Foi em Genebra que o regime sírio prometeu, no domingo, deixar sair as mulheres e as crianças cercadas em Homs. Mas na Síria ainda ninguém viu sinais de que isso esteja para acontecer – nem foi dado qualquer passo para permitir a entrada de ajuda, confirma a Cruz Vermelha, que tem camiões prontos a partir para a cidade.

“A situação é desesperada e as pessoas estão com fome”, disse Edgar Vasquez, porta-voz do Departamento de Estado norte-americano. Segundo Washington, as pessoas não devem ser obrigadas a sair, nem a separar-se das suas famílias antes de receberem auxílio.

Os activistas da oposição no interior de Homs dizem que quase metade das mulheres aceitou sair da cidade. “Umas 200 mulheres e crianças, das que mais sofrem com a falta de alimentos e de material médico, estão prontas a sair”, disse à AFP Abu Ziad. “Mas só o farão se tiverem garantias de que não serão presas pelo regime”, explicou o activista. Outras, disse, “não querem deixar os maridos” para trás.

A fome e o frio juntam-se aos bombardeamentos, que continuavam esta segunda-feira, já depois do anúncio do regime.

Declaração de princípios

Genebra II, como é conhecida a conferência que começou a semana passada na Suíça e que junta, pela primeira vez, enviados de Assad e representantes das forças políticas que se opõem ao ditador, não foi pensada para discutir ajuda humanitária. Na agenda estava a criação de um governo transitório que substituísse o actual e organizasse as próximas eleições – claro que a delegação de Damasco sempre recusou que o encontro tivesse esse objectivo.
━━━━━━━━━━━━━━━━━━━━━━━━━━━━━━
INSTRUÇÃO
Com base no excerto sobre Homs, explique por que razão, segundo o activista citado, nem todas as mulheres cercadas aceitam sair da cidade.
━━━━━━━━━━━━━━━━━━━━━━━━━━━━━━
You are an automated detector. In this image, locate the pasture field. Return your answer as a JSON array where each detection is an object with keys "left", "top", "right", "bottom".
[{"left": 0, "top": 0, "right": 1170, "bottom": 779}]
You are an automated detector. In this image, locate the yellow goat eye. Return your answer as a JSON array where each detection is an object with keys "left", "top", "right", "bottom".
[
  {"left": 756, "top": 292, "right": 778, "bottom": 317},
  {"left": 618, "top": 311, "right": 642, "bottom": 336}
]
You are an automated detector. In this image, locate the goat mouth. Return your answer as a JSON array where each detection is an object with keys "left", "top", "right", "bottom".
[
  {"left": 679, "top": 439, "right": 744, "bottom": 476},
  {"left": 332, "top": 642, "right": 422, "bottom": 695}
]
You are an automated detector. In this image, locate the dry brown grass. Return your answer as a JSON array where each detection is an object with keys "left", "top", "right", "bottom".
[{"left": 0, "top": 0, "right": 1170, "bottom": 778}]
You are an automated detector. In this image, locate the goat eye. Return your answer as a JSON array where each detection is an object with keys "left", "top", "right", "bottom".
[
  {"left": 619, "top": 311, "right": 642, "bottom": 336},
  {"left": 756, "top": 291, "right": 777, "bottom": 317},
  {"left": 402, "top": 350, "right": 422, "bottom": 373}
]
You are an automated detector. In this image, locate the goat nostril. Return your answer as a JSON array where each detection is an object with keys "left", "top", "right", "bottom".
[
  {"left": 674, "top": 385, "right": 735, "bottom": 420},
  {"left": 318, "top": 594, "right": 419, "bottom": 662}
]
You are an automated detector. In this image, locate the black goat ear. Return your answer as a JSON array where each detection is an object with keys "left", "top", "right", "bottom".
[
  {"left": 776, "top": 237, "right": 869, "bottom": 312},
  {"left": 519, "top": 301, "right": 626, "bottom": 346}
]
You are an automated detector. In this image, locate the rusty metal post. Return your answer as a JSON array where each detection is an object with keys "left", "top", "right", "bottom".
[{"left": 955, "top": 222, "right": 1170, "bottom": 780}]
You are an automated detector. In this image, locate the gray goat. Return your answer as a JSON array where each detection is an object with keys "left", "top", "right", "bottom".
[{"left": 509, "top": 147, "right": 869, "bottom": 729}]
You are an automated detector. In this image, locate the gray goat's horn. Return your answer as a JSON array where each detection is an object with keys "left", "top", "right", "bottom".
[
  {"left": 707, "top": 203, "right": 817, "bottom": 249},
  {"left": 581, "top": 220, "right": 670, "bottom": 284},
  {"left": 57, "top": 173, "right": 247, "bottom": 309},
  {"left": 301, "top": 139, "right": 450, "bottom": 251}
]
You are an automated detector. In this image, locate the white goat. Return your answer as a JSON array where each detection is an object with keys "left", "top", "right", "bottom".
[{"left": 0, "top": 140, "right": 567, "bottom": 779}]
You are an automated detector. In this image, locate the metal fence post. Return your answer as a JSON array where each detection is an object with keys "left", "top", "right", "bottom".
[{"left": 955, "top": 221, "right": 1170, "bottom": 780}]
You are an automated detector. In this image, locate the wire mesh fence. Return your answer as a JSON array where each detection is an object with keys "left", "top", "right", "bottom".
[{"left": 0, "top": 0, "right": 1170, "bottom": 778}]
━━━━━━━━━━━━━━━━━━━━━━━━━━━━━━
RESPOSTA
Segundo Abu Ziad, as cerca de 200 mulheres e crianças prontas a sair só o farão se tiverem garantias de que não serão presas pelo regime. Outras mulheres não querem deixar os maridos para trás.